> [Supplied passage]
Monitoring issues modified for resource-constrained settings
- 1The following steps should be taken when monitoring HBV mono-infected patients on therapy if testing HBV DNA concentrations are not available:
- (a)monitor compliance in all patients,
- (b)for treatment with entecavir, measure ALT activities every 6 months,
- (c)for treatment with tenofovir: measure baseline serum creatinine, spot urine protein creatinine ratio if possible and ALT and serum creatinine every 6 months.
- 2When monitoring patients for co-infection who are on treatment with tenofovir+lamivudine or tenofovir+emtricitabine: Measure ALT and creatinine and/or spot urine protein/creatinine ratio concentration at baseline
- i.if normal, then measure again every 6 months,
- ii.if renal tests are abnormal, use tenofovir with caution and reduced dosing,
- iii.manage any comorbidities particularly diabetes or hypertension to reduce the risk of nephrotoxicity.
- 3Children with HBV rarely have progressive disease and should only be treated if they have advanced fibrosis or cirrhosis.
- 4For HCC surveillance, follow existing practice guidelines of continental liver associations.
Research issues discussed
Overall, the research strategy needs to consider how studies can enhance the recommendations of the WHO consultation on hepatitis B and provide technical resources to include more patients for treatment who are at risk for complications. Several possible projects were discussed at the consultation:
- 1In order to determine the burden of disease with more accuracy, data should be mined from existing death registries in countries where there is good data collection and where the prevalence of hepatitis B infection is known with more certainty. In these countries, the number of cases of HCC and liver-related death may be evaluated by examining registries and death certificates.

> [Exercise directions]
In the hepatitis B monitoring guidance above, why should comorbidities be managed in co-infected patients receiving tenofovir-based treatment? Answer in one to three sentences.

> [Supplied information]
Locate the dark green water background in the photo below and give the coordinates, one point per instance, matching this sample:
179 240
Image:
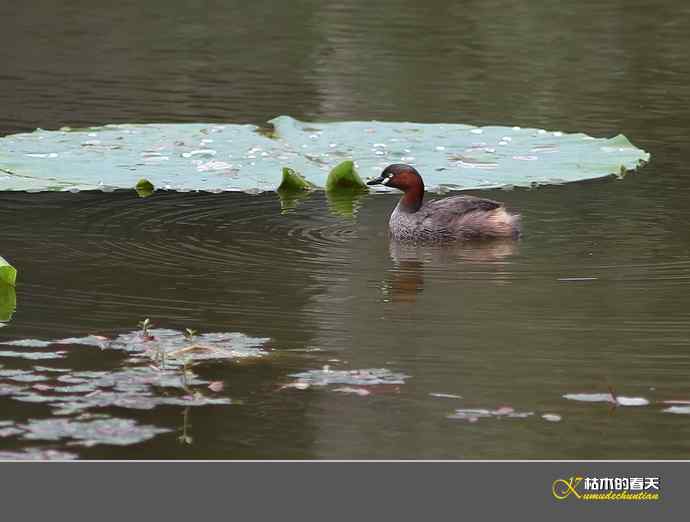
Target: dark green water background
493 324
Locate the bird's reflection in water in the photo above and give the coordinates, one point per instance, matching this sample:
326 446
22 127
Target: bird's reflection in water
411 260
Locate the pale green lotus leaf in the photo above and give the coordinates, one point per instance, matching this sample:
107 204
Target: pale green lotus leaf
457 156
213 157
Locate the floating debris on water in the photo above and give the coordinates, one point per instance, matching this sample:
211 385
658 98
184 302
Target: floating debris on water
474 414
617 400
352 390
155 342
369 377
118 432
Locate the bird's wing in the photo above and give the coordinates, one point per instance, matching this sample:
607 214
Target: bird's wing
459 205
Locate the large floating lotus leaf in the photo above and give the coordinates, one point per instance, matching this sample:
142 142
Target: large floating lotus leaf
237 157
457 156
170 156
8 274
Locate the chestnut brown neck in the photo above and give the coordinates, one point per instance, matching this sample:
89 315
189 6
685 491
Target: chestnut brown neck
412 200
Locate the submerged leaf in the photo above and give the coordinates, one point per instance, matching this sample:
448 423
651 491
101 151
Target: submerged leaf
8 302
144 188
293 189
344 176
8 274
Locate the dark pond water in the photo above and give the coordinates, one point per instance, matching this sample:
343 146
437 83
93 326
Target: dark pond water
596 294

> [Task response]
Comorbidities, particularly diabetes and hypertension, should be managed to reduce the risk of nephrotoxicity in co-infected patients on tenofovir+lamivudine or tenofovir+emtricitabine.